## Start Text passage

Tie each issue to the downstream risk: broken trusted analysis, biased decisions, broken joins, stale dashboards, incorrect experiments, leakage, unreliable model features, or misleading segments. When possible, identify whether the issue is isolated to a source, segment, partition, time window, release, migration, backfill, or upstream pipeline change.
- Recommend fixes or automated tests.
Recommend the smallest set of follow-up fixes, monitoring, or automated tests that would materially reduce risk. Suggest automation only when the rule is stable and worth maintaining. Include or save the notebook/query path when code produced the findings.
Standards
Core Checks
- Completeness: null rate by column; null rate by partition, segment, and time bucket; unexpected empty strings or sentinel values; required-column population rate.
- Uniqueness: exact duplicate rows, duplicate primary keys, duplicate composite keys, and proportion unique for semi-unique fields such as emails or device IDs.
- Validity: type conformance after casting; format checks for IDs, emails, URLs,
enums, country codes, and timestamps; range checks for measures, percentages, counts, and dates; allowed-values checks for controlled vocabularies.
- Consistency: cross-field rule checks, units or currency consistency, status and timestamp alignment, and agreement between duplicated fields from different sources.
- Integrity: parent-child key coverage, orphan records, unexpected many-to-many joins, and broken slowly changing dimension joins.
- Timeliness: freshness lag from source event time to load time, freshness lag from load time to report time, missing recent partitions, and unexplained historical rewrites or backfills.
- Volume and shape: row-count drift, distinct-count drift, distribution drift,
share-of-total drift for major categories, and new or disappeared categories.
Specific Check Guidance
- Duplicates and keys: check exact duplicates, primary key duplicates, composite key duplicates at the intended grain, and near-duplicates caused by whitespace,
casing, formatting, or late updates. Report count, share of affected rows, duplicated keys, and whether duplication is isolated to a time range, source, or segment.
- Missingness: distinguish acceptable sparsity from broken completeness. Check null rates over time, newly null columns after schema or pipeline changes, and sentinel values such as
'','unknown','n/a',0, or-1. - Domain validity: check malformed identifiers, country codes, timestamps,
impossible values, values outside allowed sets, and cross-field contradictions such as is_cancelled = false with a non-null cancelled_at.
- Join coverage: when multiple datasets are involved, check foreign keys that do not match a parent table, unexpected one-to-many expansion, coverage loss when joining to dimensions or experiments, and row counts before and after joins.
- Freshness and schema drift: check row-count changes against recent history,
lag on important date columns, added/removed/retyped columns, and shifts in sparsity or cardinality that suggest upstream changes.
- Outliers and distribution shifts: use robust methods such as quantiles, MAD,
or IQR before defaulting to z-scores. Check sudden changes in mean, median, variance, zero rate, category share, and long-tail behavior.
- Leakage, backfill, and time travel: check features populated before they should exist, future-dated records, late-arriving data causing unstable recent partitions, and backfills that change historical counts without annotation.

## End Text passage

▸ **What to work on**
1. Summarize the passage on data quality checks in two sentences.
2. Proceed with the passage on data quality checks, picking up after its last sentence.
The items after this passage come from a different source.

## Start Data entries

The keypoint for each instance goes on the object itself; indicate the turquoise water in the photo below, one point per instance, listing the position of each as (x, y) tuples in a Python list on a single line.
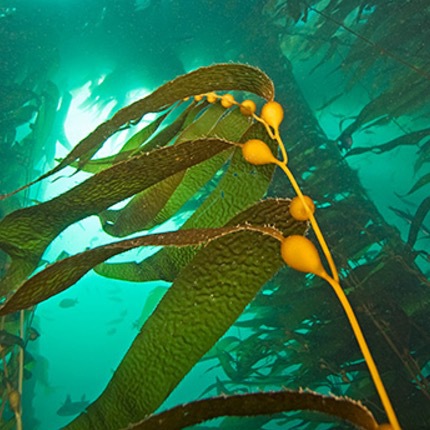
[(106, 54)]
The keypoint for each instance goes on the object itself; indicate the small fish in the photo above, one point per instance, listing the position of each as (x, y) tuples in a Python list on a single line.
[(33, 334), (345, 142), (72, 408), (8, 339), (68, 303)]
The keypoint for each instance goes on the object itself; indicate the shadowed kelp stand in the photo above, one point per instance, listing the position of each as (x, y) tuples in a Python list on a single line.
[(218, 261)]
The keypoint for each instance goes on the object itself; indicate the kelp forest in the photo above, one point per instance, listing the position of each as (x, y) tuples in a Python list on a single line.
[(305, 301)]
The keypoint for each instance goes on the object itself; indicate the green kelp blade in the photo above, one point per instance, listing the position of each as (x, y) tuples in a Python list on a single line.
[(269, 403), (158, 203), (138, 139), (25, 234), (205, 299), (241, 186), (127, 150), (64, 273), (417, 221), (162, 138), (141, 209), (218, 77), (423, 181)]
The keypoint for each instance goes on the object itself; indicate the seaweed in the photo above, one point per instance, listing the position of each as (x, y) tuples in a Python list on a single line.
[(222, 256)]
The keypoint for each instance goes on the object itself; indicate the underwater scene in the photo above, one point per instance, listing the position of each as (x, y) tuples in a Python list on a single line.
[(214, 214)]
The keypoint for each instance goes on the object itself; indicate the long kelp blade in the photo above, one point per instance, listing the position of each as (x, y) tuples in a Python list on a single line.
[(25, 234), (423, 181), (218, 77), (417, 221), (204, 301), (247, 405), (64, 273), (162, 138), (241, 186), (158, 203)]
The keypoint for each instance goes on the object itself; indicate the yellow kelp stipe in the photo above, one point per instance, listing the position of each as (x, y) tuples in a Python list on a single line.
[(227, 101), (257, 152), (299, 211), (272, 113), (301, 254), (248, 107)]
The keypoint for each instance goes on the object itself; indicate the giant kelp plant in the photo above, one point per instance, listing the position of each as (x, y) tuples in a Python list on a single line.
[(294, 334), (218, 261)]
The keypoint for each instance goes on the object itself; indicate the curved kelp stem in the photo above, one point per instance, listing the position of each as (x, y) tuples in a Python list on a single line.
[(246, 405), (301, 254)]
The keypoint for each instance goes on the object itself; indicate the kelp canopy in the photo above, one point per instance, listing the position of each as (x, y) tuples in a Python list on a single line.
[(293, 327), (211, 284)]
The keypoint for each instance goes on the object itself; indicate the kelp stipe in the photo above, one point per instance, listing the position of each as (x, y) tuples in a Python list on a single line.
[(300, 253), (218, 262)]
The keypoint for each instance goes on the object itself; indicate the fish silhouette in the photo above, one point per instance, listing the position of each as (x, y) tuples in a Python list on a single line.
[(72, 408)]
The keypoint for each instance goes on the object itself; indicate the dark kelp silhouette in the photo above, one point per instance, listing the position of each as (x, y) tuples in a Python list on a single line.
[(224, 254)]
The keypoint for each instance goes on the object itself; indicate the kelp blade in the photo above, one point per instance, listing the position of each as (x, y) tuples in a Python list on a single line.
[(25, 234), (206, 298), (218, 77), (241, 186), (254, 404)]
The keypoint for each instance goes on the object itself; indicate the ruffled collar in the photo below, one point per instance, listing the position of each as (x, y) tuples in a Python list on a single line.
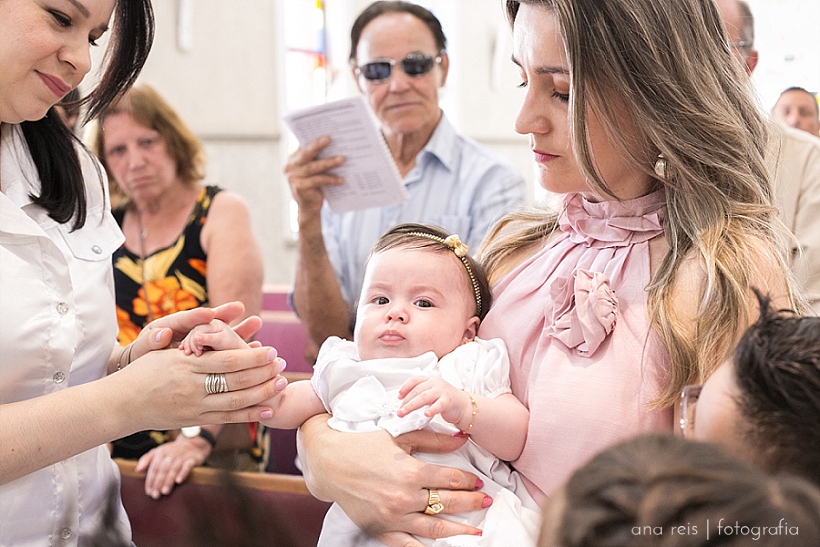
[(585, 309), (613, 223)]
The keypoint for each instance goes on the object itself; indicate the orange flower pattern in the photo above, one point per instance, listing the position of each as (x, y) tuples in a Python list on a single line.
[(164, 297)]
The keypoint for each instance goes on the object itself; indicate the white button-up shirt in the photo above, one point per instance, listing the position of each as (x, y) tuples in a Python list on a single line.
[(57, 330)]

## End Data entries

▸ **Answers per task**
1. Each data quality issue should be tied to a downstream risk and, where possible, traced to the source, segment, time window, or change it is isolated to, followed by the smallest set of fixes, monitoring, or automated tests that would materially reduce risk. Core checks cover completeness, uniqueness, validity, consistency, integrity, timeliness, and volume and shape, with specific guidance for duplicates and keys, missingness, domain validity, join coverage, freshness and schema drift, outliers and distribution shifts, and leakage, backfill, and time travel.

2.
Severity
- Critical: breaks trusted analysis, core joins, production dashboards, or key decisions, such as duplicated grain, missing primary keys, or stale production data.
- High: materially biases downstream decisions, such as large null spikes,
category drift in a core dimension, invalid business-rule values, leakage, or severe join coverage loss.
- Medium: localized or explainable issues that still need documentation,
monitoring, or owner follow-up.
- Low: cosmetic inconsistencies, expected sparsity, or known edge cases that do not materially affect current use.
Do not dump raw profiling output without interpretation. Tie each finding to an analytical risk and likely impact.
Automated Test Guidance
- Good candidates for automation: primary key uniqueness, not-null checks on required columns, accepted values for stable enums, referential integrity,
freshness thresholds, and seasonality-aware row-count or volume bounds.
- Use caution with hard-coded distribution thresholds on volatile product metrics, strict uniqueness in messy entity-resolution use cases, and recent partitions when late-arriving data is normal.
- Suggest automated tests only when the expected rule is stable, important, and maintainable.
Output Standards
Structure the response with:
- dataset and grain summary
- checks performed
- findings
- temporal or trend anomalies
- likely causes and impacted use cases
- recommended fixes or automated tests
- assumptions and open questions
For each finding, include:
- what failed
- evidence: counts, rates, segments, and dates
- why it matters
- severity and confidence level
- likely cause when known
- suggested remediation or automated test
When code was used, include or save a notebook containing the key SQL and Python checks and make the notebook path easy to find.
Defaults
- Prefer small, high-signal tables over exhaustive dumps.
- Compare rates, not just counts.
- Break checks out by time and key segments whenever possible.
- Normalize strings before judging duplicates or distinct-count spikes.
- Treat recent partitions carefully when data arrives late.
- Call out when an anomaly could be caused by a legitimate product launch,
experiment, migration, incident, model change, or backfill.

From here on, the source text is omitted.